TEXT TO READ:
============

And then there’s the quality of the recorded sound itself. Decca excelled itself with its Ansermet recordings, capturing the immediacy and full tonal and timbral range of the orchestra together with the acoustical halo bestowed upon the proceedings by their regular recording location, the Victoria Hall in Geneva.
The Alternative Artwork for the US London Records version (but still pressed in UK).
The score is a study in opposites, ranging from the most intimate, delicate use of the orchestra - for example, the Overture, which excludes all bass instruments, and the Dance of the Sugar Plum Fairy - to full-blown symphonic scoring, as in the growth of the Xmas tree and battle in Act 1. Here these contrasts are caught to perfection. Ansermet’s tempi are perfectly judged throughout.
Returning to this recording feels like coming home after a long journey: it is simply, ineffably right.
I own both a 1968 wide band, grooved repressing and the excellent Speaker’s Corner reissue, where you gain quieter surfaces but lose some of that ineffable tube-mastered OG-adjacent magic.
Either way, this is a version which should be in every Nutcracker lover’s collection.
Ernest Ansermet (Photo: Decca)
As indeed should be my second choice, which perfectly complements the Ansermet in sound and interpretation. Dorati again knows how to pace this thing to perfection, and the Mercury sound is at its immediate and also translucent best for this set - more direct, more up-front than Decca. For years I had to rely on the excellent CD transfer supervised by Wilma Cozart Fine, until finally I came upon a rather battered copy of an early pressing in Amoeba of all places. Battered jacket, but the LPs themselves were in decent shape. I have found acquiring clean Mercury pressings something of a challenge - even ones that look okay can be noisy. So while listening to the LPs gains in analogue virtues, the CD remains a more than viable alternative.
Antal Dorati
Somewhat unbelievably, when Classic Records did their limited run of AAA Mercury reissues in the 1990s (all essential for the serious classical collector), followed by Speaker’s Corner diving into a wider range of Mercury titles some years later, neither chose to tackle Dorati’s Nutcracker. A spectacularly short-sighted decision. Are the master tapes in some way compromised? I truly hope not, because to have this set in a suitably deluxe AAA reissue would be heaven, and a guaranteed perennial bestseller.
Now with Decca set to begin its own Pure Analogue Vinyl Reissue Series, and with the Mercury catalogue available, dare I hope that Dorati’s classic Nutcracker will appear sooner rather than later in a deluxe AAA reissue? Maybe in time for Xmas next year…? (Pretty please…!)

My final choice of benchmark recordings of the full ballet is this classic version from the 1970s. André Previn and the London Symphony Orchestra were on a roll, turning out one superb recording after another of repertoire both mainstream and more off the beaten track. All were captured in quintessential EMI house sound of the period by equally talented producers and engineers like the legendary team of Christopher Bishop and Christopher Parker, responsible for Nutcracker. The recording offers a more mid-hall perspective than Decca and Mercury - set down in the legendary recording venue of Kingsway Hall - but with a glorious bloom and richness to the sound that really comes into its own when you crank the volume.

============

(Pointing dataset excerpts)
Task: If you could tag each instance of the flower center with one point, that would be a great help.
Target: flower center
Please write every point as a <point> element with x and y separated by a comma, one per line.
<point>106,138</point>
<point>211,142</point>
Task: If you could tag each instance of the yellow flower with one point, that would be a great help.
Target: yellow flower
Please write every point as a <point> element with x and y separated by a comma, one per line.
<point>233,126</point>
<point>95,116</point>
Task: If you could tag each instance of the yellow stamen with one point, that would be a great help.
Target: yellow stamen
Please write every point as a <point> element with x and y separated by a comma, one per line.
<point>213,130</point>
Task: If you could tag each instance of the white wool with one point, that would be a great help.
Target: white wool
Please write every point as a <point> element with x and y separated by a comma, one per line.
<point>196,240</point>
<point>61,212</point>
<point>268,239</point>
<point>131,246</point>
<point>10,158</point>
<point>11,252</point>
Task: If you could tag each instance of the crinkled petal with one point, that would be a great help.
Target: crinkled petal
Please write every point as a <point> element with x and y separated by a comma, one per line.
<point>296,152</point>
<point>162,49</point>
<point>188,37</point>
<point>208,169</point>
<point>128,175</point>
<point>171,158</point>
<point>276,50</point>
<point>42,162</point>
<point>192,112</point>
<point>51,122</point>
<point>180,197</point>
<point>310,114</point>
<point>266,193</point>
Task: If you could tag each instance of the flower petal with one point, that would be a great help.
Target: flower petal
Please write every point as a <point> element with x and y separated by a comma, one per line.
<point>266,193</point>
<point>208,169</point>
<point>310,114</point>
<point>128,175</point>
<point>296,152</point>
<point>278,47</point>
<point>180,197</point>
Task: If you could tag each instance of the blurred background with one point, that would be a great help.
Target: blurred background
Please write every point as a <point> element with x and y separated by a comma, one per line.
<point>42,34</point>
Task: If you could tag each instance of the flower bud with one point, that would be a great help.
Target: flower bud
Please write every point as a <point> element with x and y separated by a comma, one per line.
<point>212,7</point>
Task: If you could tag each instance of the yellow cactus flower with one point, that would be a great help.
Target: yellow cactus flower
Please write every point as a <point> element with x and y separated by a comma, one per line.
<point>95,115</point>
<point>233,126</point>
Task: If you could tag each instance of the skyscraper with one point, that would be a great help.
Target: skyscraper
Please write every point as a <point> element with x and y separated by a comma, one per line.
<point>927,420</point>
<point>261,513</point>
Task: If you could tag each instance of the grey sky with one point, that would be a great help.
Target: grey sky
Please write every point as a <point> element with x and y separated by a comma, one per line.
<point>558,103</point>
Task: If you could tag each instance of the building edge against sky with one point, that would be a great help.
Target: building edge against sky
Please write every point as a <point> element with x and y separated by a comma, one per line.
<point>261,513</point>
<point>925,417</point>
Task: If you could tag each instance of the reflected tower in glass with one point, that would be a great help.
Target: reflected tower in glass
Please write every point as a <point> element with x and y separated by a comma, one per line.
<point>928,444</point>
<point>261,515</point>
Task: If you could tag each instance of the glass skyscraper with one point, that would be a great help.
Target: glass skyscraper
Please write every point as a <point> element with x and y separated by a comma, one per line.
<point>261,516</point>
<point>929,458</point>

============

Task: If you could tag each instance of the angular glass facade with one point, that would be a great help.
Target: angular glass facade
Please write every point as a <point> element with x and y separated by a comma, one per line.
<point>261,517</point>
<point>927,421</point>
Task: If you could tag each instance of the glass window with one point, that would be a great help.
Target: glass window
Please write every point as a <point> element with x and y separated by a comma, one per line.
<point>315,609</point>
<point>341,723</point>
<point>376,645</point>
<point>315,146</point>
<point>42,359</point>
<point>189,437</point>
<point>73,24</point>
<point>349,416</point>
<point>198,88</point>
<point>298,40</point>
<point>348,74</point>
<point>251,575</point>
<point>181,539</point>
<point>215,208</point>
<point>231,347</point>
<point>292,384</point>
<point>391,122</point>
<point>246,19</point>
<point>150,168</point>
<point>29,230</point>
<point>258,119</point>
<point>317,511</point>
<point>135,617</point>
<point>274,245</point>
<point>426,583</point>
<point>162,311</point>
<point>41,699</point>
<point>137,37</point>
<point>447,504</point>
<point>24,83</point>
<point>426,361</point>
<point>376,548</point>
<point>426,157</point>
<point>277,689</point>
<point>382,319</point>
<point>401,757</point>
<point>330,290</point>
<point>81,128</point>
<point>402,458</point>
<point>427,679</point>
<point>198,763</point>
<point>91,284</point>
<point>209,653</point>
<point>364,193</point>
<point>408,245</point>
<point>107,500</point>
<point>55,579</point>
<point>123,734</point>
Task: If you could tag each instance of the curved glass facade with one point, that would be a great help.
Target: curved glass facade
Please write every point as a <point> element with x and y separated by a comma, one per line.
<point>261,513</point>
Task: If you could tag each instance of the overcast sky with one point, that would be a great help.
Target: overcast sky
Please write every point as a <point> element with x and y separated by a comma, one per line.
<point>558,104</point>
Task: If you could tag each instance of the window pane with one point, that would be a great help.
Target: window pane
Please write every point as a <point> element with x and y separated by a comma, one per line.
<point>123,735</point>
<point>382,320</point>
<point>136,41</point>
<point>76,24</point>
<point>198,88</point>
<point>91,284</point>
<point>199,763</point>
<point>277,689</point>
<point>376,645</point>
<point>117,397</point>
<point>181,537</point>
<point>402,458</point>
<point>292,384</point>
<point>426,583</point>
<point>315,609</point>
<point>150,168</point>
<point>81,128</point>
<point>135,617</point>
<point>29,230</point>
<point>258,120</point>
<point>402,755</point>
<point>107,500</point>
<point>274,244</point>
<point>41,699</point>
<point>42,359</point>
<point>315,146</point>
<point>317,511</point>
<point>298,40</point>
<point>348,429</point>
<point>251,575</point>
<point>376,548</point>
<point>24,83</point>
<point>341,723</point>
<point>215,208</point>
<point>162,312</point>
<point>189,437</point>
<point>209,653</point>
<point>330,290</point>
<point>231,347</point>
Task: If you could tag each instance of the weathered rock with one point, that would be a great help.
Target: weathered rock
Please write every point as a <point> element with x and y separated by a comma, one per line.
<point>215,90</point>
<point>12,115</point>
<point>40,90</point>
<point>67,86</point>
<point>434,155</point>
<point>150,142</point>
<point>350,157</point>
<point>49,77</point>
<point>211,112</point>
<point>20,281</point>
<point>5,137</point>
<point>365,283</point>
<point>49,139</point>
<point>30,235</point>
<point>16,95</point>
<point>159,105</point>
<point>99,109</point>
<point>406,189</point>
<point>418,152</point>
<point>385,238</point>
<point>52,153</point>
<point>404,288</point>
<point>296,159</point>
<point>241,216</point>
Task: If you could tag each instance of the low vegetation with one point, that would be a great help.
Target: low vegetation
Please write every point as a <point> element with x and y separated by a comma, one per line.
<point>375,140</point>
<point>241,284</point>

============

WRITTEN PROBLEM 1:
According to the review of Nutcracker recordings, where were Decca's Ansermet recordings regularly made?
WRITTEN PROBLEM 2:
Pick up the review of Nutcracker recordings after its final sentence and write the next part.

WRITTEN ANSWER 1:
The Victoria Hall in Geneva.

WRITTEN ANSWER 2:
André Previn in rehearsal with the LSO
Previn was always at his very best in ballet music, and his sets of the complete Tchaikovsky and Prokofiev ballets are all benchmarks. Like Ansermet he is excellent at combining the dance elements with the broader symphonic and narrative argument. His tempi for Nutcracker run a little broader perhaps, but everything works in context. Previn’s background in Hollywood film scoring means that he is entirely alert to all the colors of Tchaikovsky’s wonderful orchestration, and throughout you’re simply aware of his unadorned love of the music. You’d be surprised by how many conductors betray a certain sense of “it’s only ballet music” in their performances, and "goose" up the proceedings unnecessarily.
Previn, Ansermet and Dorati will have none of that. Every note of their recordings is a love letter to this enchanting score, which they allow to speak for itself.
Along with these three top recommendations there are several extremely fine also-rans, which Nutcracker die-hards will be more than happy to acquire and listen to regularly.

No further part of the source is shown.